### EXERCISE REQUIREMENTS
Lines in the data below that contain the word "instance" are to be copied.

** MATERIAL PROVIDED follows **

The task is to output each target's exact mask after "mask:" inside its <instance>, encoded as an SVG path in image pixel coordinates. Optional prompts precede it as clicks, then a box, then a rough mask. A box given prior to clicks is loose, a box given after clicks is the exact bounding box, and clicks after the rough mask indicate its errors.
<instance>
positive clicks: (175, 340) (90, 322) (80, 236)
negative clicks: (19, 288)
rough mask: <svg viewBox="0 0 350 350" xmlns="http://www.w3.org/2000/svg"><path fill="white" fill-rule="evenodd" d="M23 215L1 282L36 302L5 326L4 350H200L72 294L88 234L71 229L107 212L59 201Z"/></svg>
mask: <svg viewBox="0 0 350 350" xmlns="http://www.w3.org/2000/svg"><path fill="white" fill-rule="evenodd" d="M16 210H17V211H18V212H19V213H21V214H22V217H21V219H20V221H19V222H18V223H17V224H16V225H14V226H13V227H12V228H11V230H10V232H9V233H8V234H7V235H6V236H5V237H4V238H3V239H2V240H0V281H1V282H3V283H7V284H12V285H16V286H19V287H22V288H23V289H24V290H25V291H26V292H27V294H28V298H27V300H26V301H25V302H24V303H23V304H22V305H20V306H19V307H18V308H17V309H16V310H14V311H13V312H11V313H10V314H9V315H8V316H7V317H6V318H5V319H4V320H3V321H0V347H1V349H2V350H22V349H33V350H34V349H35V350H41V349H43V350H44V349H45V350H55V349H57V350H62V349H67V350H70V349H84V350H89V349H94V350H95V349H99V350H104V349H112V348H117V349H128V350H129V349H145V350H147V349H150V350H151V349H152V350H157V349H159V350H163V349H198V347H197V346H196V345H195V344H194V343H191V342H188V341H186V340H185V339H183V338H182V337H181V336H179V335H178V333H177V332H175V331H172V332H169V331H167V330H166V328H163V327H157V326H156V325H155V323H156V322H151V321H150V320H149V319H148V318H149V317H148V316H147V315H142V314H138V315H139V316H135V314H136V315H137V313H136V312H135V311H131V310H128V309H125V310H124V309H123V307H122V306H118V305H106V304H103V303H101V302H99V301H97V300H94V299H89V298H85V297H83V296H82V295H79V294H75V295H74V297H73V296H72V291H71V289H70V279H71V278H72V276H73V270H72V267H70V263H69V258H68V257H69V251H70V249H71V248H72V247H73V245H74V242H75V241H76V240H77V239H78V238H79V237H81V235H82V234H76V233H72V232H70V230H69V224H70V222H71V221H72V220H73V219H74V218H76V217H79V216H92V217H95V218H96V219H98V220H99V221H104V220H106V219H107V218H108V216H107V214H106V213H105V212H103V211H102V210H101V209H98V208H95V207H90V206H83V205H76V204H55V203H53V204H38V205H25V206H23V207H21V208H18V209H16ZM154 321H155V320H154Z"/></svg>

** End of MATERIAL PROVIDED **

### FINAL ANSWER
The task is to output each target's exact mask after "mask:" inside its <instance>, encoded as an SVG path in image pixel coordinates. Optional prompts precede it as clicks, then a box, then a rough mask. A box given prior to clicks is loose, a box given after clicks is the exact bounding box, and clicks after the rough mask indicate its errors.
<instance>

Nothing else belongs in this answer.